After Horn left Richards told Irvine, “So that is Tom Horn! A very
different man from what I expected to meet. Why, he is not bad-looking,
and is quite intelligent; but a cool devil, ain’t he?”
Horn
continued his work as a cattle detective through the 1890s. In 1900, he
murdered Matt Rash and Isom Dart, two suspected cattle thieves, in
Brown’s Park where the Colorado, Utah and Wyoming borders intersect.
The crimes received little notice in Wyoming.
The only thing
cattlemen hated more than homesteaders were sheepherders. And while the
large and small cattlemen fought amongst themselves the sheepherder
entered the territory taking over land and grazing their destructive
herds over the already crowded land. But it didn’t take long for the
eyes of the cattleman to turn his wrath on the sheepherder. We’ll get
into all this in more detail next week, but for now we’re looking at one
particular sheepherder Kels Nickell.

- Nickell Homestead
Seven
miles from Iron Mountain was the ranch of Kels Nickell, the only
sheepherder in the area. On July 18, 1901, Nickell’s fourteen-year-old
son, Willie was shot and killed by two bullets to the back. Willie, tall
for his age, wore his father’s coat and hat and rode his father’s
favorite horse, and therefore it was believed the killer mistook him for
Kels. Though Willie fell face down, someone turned the body over and
placed a stone under Willie’s head. There were no footprints or shells
left at the scene. Seventeen days after that, Kels was shot, wounding
him in the arm, hip and side. While he was in the hospital, masked men
clubbed a number of Kels’ sheep to death. The Nickell family moved to
Saratoga not long after he recovered.
- Joe LeFors
Deputy
U.S. Marshal Joe LeFors was hired by the county commissioners in
Cheyenne to investigate the crime. LeFors used letters from a former
boss in Miles City, Montana stating the need for someone to do a
“secret” job to lure Tom Horn out of hiding.
Horn left John
Coble’s place in Bosler meeting LeFors at the U.S. Marshal’s office in
Cheyenne on January 11, 1902. LeFors secreted a stenographer, Charles
Olnhaus, and a witness, Laramie County Deputy Sheriff Leslie Snow,
behind a locked door. Over the course of a two hour interview, LeFors
led Horn into making a series of incriminating remarks about the Nickell
killing. The most damaging statement being, “It was the best shot I
ever mad and the dirtiest trick I ever done.”
Horn allegedly told
LeFors that he had been paid in advance and received $2,100 for killing
three men and taking five shots at another. He told LeFors the reason
there were no footprints is he was barefoot. LeFors asked whether Horn
had carried the shells away, to which Horn responded: "You bet your
[expletive deleted] life I did." On Monday, January 13, Laramie County
Sheriff Edwin J. Smalley, accompanied by Deputy Sheriff Richard A.
Proctor and Cheyenne Chief of Police Sandy McNeil arrested Tom Horn in
the bar of the Inter-Ocean Hotel. Deputy United States Marshal Joe
LeFors watched.
☆ ☆ ☆ ☆ ☆ ☆ ☆
## EXERCISE INSTRUCTIONS:
1. Update the Tom Horn passage from "The only thing" to "sheepherder Kels Nickell.", writing that stretch out again with "wrath" changed to "anger".
2. Condense the paragraph of the Tom Horn passage that begins "Seven miles from Iron Mountain" into a shorter version that keeps its main facts.

## RECORDS SHOWN:
☆ ☆ ☆ ☆ ☆ ☆ ☆
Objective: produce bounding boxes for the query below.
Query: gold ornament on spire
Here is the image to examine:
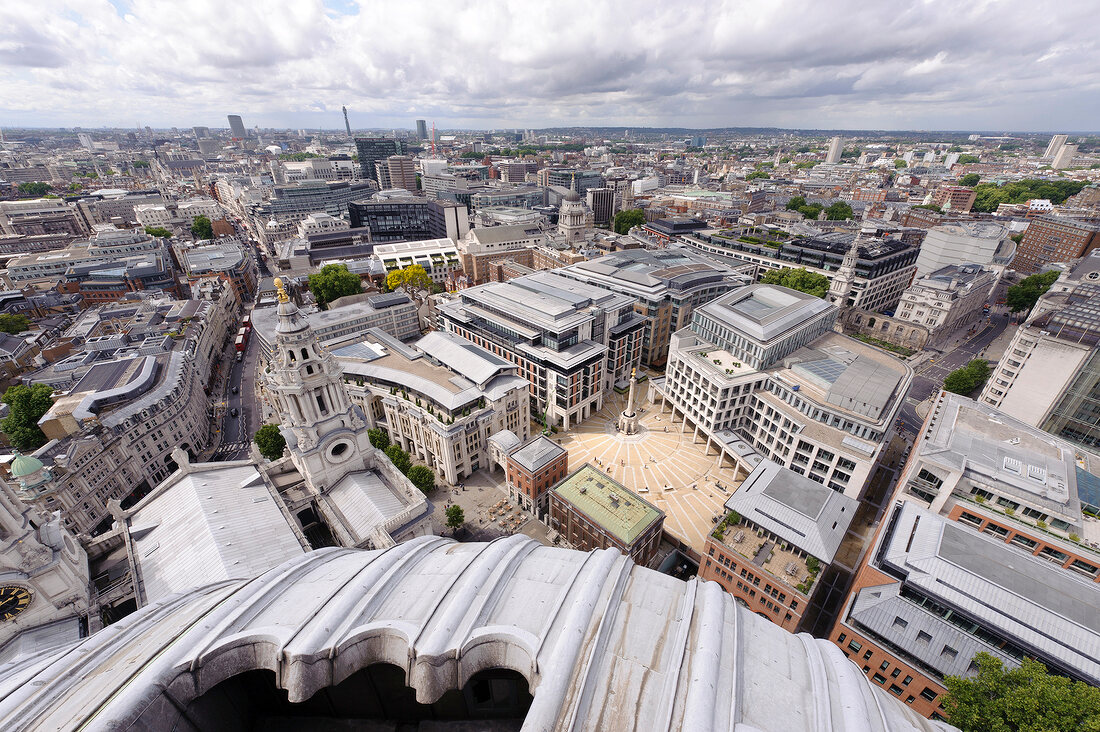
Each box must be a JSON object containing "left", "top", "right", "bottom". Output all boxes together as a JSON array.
[{"left": 275, "top": 277, "right": 290, "bottom": 303}]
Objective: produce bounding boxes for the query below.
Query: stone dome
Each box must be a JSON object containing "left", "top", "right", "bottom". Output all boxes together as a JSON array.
[
  {"left": 11, "top": 452, "right": 44, "bottom": 478},
  {"left": 0, "top": 536, "right": 954, "bottom": 732}
]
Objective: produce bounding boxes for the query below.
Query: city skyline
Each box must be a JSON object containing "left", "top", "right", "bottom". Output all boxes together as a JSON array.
[{"left": 0, "top": 0, "right": 1100, "bottom": 132}]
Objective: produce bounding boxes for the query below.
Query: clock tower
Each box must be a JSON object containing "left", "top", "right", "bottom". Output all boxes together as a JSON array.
[
  {"left": 268, "top": 280, "right": 374, "bottom": 493},
  {"left": 0, "top": 473, "right": 89, "bottom": 651}
]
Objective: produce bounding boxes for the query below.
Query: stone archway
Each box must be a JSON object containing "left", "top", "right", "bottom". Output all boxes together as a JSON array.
[{"left": 167, "top": 664, "right": 534, "bottom": 732}]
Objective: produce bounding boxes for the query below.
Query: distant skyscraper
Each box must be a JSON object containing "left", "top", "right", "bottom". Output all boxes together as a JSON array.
[
  {"left": 1051, "top": 143, "right": 1077, "bottom": 171},
  {"left": 355, "top": 138, "right": 405, "bottom": 181},
  {"left": 378, "top": 155, "right": 416, "bottom": 193},
  {"left": 229, "top": 114, "right": 249, "bottom": 140},
  {"left": 1043, "top": 134, "right": 1069, "bottom": 157}
]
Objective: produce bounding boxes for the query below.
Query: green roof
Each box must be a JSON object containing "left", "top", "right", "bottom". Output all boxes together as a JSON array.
[{"left": 553, "top": 463, "right": 663, "bottom": 546}]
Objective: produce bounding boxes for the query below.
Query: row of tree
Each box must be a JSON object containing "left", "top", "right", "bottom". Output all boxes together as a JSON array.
[{"left": 944, "top": 359, "right": 989, "bottom": 396}]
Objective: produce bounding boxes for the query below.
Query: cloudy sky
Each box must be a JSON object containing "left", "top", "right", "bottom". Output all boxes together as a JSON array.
[{"left": 0, "top": 0, "right": 1100, "bottom": 132}]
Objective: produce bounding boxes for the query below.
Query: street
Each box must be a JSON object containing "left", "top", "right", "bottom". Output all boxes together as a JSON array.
[{"left": 898, "top": 306, "right": 1012, "bottom": 435}]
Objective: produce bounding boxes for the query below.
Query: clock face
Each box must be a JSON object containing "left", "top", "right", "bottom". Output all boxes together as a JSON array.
[{"left": 0, "top": 584, "right": 31, "bottom": 621}]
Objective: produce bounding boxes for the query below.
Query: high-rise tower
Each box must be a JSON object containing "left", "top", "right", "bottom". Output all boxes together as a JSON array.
[{"left": 229, "top": 114, "right": 249, "bottom": 140}]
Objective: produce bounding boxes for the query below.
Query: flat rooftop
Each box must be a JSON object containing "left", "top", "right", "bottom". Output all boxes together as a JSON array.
[{"left": 552, "top": 463, "right": 662, "bottom": 546}]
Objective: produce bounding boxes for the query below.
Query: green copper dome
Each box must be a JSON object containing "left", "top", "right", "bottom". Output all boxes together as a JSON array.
[{"left": 11, "top": 452, "right": 43, "bottom": 478}]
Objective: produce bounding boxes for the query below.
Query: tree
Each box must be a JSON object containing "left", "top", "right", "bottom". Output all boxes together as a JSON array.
[
  {"left": 0, "top": 313, "right": 31, "bottom": 336},
  {"left": 1004, "top": 270, "right": 1062, "bottom": 313},
  {"left": 825, "top": 200, "right": 853, "bottom": 221},
  {"left": 943, "top": 652, "right": 1100, "bottom": 732},
  {"left": 443, "top": 505, "right": 466, "bottom": 532},
  {"left": 309, "top": 264, "right": 363, "bottom": 307},
  {"left": 408, "top": 466, "right": 436, "bottom": 493},
  {"left": 615, "top": 208, "right": 646, "bottom": 233},
  {"left": 386, "top": 264, "right": 432, "bottom": 304},
  {"left": 799, "top": 204, "right": 822, "bottom": 219},
  {"left": 191, "top": 216, "right": 213, "bottom": 239},
  {"left": 252, "top": 425, "right": 286, "bottom": 460},
  {"left": 366, "top": 427, "right": 389, "bottom": 450},
  {"left": 19, "top": 183, "right": 53, "bottom": 196},
  {"left": 384, "top": 445, "right": 413, "bottom": 473},
  {"left": 944, "top": 359, "right": 989, "bottom": 396},
  {"left": 760, "top": 266, "right": 828, "bottom": 297},
  {"left": 0, "top": 384, "right": 54, "bottom": 450}
]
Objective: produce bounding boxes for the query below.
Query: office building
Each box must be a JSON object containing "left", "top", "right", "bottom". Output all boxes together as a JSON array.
[
  {"left": 1043, "top": 134, "right": 1069, "bottom": 160},
  {"left": 437, "top": 272, "right": 645, "bottom": 429},
  {"left": 470, "top": 186, "right": 547, "bottom": 211},
  {"left": 355, "top": 138, "right": 405, "bottom": 181},
  {"left": 894, "top": 264, "right": 997, "bottom": 342},
  {"left": 15, "top": 297, "right": 237, "bottom": 535},
  {"left": 829, "top": 392, "right": 1100, "bottom": 718},
  {"left": 348, "top": 195, "right": 470, "bottom": 242},
  {"left": 650, "top": 285, "right": 913, "bottom": 498},
  {"left": 980, "top": 250, "right": 1100, "bottom": 450},
  {"left": 679, "top": 230, "right": 920, "bottom": 312},
  {"left": 374, "top": 239, "right": 462, "bottom": 289},
  {"left": 563, "top": 248, "right": 752, "bottom": 369},
  {"left": 1051, "top": 143, "right": 1077, "bottom": 171},
  {"left": 229, "top": 114, "right": 249, "bottom": 140},
  {"left": 387, "top": 155, "right": 417, "bottom": 194},
  {"left": 1012, "top": 215, "right": 1100, "bottom": 274},
  {"left": 252, "top": 293, "right": 420, "bottom": 359},
  {"left": 585, "top": 188, "right": 615, "bottom": 229},
  {"left": 539, "top": 168, "right": 604, "bottom": 196},
  {"left": 459, "top": 223, "right": 546, "bottom": 285},
  {"left": 549, "top": 462, "right": 664, "bottom": 567},
  {"left": 263, "top": 280, "right": 431, "bottom": 549},
  {"left": 0, "top": 534, "right": 945, "bottom": 732},
  {"left": 505, "top": 435, "right": 569, "bottom": 522},
  {"left": 931, "top": 186, "right": 978, "bottom": 214},
  {"left": 699, "top": 460, "right": 859, "bottom": 633},
  {"left": 915, "top": 221, "right": 1016, "bottom": 277},
  {"left": 332, "top": 329, "right": 532, "bottom": 485}
]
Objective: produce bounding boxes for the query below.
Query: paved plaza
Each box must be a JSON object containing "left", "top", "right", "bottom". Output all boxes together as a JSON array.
[{"left": 552, "top": 384, "right": 740, "bottom": 554}]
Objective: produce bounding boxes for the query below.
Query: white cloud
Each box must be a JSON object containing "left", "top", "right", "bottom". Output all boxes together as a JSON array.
[{"left": 0, "top": 0, "right": 1100, "bottom": 130}]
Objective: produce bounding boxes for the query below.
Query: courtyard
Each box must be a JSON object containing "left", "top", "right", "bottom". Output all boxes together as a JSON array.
[{"left": 551, "top": 384, "right": 740, "bottom": 554}]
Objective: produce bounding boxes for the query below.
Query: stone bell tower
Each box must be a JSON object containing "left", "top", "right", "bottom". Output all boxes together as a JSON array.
[{"left": 268, "top": 280, "right": 374, "bottom": 493}]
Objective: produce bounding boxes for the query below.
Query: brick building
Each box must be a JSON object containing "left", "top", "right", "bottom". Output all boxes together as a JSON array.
[
  {"left": 550, "top": 463, "right": 664, "bottom": 567},
  {"left": 507, "top": 435, "right": 569, "bottom": 521},
  {"left": 932, "top": 186, "right": 977, "bottom": 214},
  {"left": 699, "top": 460, "right": 858, "bottom": 633},
  {"left": 1012, "top": 216, "right": 1100, "bottom": 274}
]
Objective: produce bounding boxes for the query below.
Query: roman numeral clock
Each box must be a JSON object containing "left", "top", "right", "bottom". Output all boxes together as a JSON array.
[{"left": 0, "top": 584, "right": 31, "bottom": 621}]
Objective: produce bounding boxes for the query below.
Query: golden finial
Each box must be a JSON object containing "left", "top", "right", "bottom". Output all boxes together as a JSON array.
[{"left": 275, "top": 277, "right": 290, "bottom": 303}]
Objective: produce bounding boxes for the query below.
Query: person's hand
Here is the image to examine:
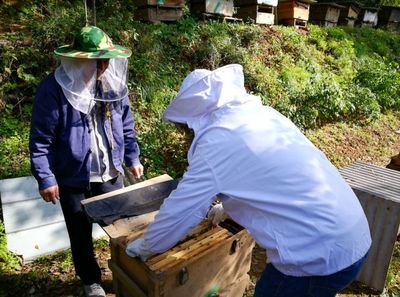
☆ ☆ ☆ ☆ ☆ ☆ ☆
## LIST OF ANSWERS:
1.
The only thing
cattlemen hated more than homesteaders were sheepherders. And while the
large and small cattlemen fought amongst themselves the sheepherder
entered the territory taking over land and grazing their destructive
herds over the already crowded land. But it didn’t take long for the
eyes of the cattleman to turn his anger on the sheepherder. We’ll get
into all this in more detail next week, but for now we’re looking at one
particular sheepherder Kels Nickell.

2. Kels Nickell, the only sheepherder near Iron Mountain, ranched seven miles from it. On July 18, 1901, his fourteen-year-old son Willie was killed by two shots in the back. Willie was tall for his age and was wearing his father's coat and hat and riding his father's favorite horse, so the killer was believed to have mistaken him for Kels. Someone turned the body over and put a stone under Willie's head, and no footprints or shells were left at the scene. Seventeen days later, Kels was shot in the arm, hip and side. While he was in the hospital, masked men clubbed several of his sheep to death. After he recovered, the family moved to Saratoga.